WHAT THE TASK ASKS ▸ Only an exact copy of the entries will serve as the answer.

----- THE RECORDS -----

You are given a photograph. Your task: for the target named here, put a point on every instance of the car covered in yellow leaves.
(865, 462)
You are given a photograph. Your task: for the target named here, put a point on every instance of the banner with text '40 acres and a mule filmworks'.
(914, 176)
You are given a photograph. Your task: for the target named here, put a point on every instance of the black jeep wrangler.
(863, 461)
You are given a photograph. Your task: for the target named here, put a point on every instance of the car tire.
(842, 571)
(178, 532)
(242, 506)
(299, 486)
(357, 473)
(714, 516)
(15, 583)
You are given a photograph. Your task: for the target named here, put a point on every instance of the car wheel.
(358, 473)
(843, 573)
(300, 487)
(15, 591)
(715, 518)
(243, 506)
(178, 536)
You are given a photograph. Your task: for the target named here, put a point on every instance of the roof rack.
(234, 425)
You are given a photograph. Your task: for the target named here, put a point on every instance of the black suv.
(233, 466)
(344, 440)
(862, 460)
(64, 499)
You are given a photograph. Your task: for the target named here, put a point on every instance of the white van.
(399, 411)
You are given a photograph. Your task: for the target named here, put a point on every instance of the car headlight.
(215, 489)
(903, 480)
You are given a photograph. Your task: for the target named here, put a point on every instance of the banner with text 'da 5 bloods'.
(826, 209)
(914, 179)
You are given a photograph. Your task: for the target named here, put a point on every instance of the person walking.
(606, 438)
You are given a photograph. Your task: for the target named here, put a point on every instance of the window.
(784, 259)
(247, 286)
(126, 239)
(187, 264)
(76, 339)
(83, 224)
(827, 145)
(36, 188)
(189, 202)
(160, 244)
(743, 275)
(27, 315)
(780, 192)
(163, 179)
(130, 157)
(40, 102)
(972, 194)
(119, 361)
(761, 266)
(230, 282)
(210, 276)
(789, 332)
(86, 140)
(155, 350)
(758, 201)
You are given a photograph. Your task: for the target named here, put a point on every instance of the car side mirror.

-----

EXERCISE RESPONSE ▸
You are given a photograph. Your task: for the target named here, put a point on every instance of the car covered in yellow leaves.
(865, 462)
You are given a photograph. Your task: for the target named here, put a point on every instance of the banner with text '40 acres and a mule filmworks'.
(914, 176)
You are given a photograph. Your task: for the target named here, put a point on every instance of the black jeep wrangler.
(863, 461)
You are given a photograph. Your task: for the target named here, put a point on every instance of the car tire.
(842, 571)
(178, 532)
(242, 506)
(299, 486)
(357, 473)
(714, 516)
(15, 583)
You are given a photograph. Your task: for the target named here, put a point on every instance of the car wheel.
(358, 473)
(843, 573)
(300, 487)
(15, 591)
(715, 518)
(243, 506)
(178, 536)
You are given a photograph. Your task: for the target named here, put a point on every instance of the roof rack.
(234, 425)
You are given a photograph. Your task: for the target named here, put a point on every instance of the black suv.
(233, 466)
(344, 440)
(862, 460)
(64, 499)
You are given a photograph. Your task: for the target named here, put a point on every instance of the white van.
(399, 411)
You are given a photograph. Your task: for the target named here, put a point on every instance of the car headlight.
(215, 489)
(903, 480)
You are given a photograph. Your task: for the target named here, put a point on every instance of the banner with text 'da 5 bloods'.
(826, 209)
(914, 179)
You are given a photograph. Your task: for the target named here, put a point on every instance of the person walking.
(606, 438)
You are given a photograph. Your task: for the target named here, put a point on every instance of the window.
(784, 259)
(247, 286)
(126, 239)
(187, 264)
(76, 339)
(83, 224)
(827, 145)
(36, 188)
(189, 202)
(160, 244)
(743, 275)
(27, 315)
(780, 192)
(163, 179)
(130, 157)
(40, 102)
(972, 194)
(119, 361)
(761, 266)
(230, 282)
(210, 276)
(789, 332)
(86, 140)
(155, 350)
(758, 201)
You are given a photograph. Your task: for the target named here, put a point on every instance of the car side mirror.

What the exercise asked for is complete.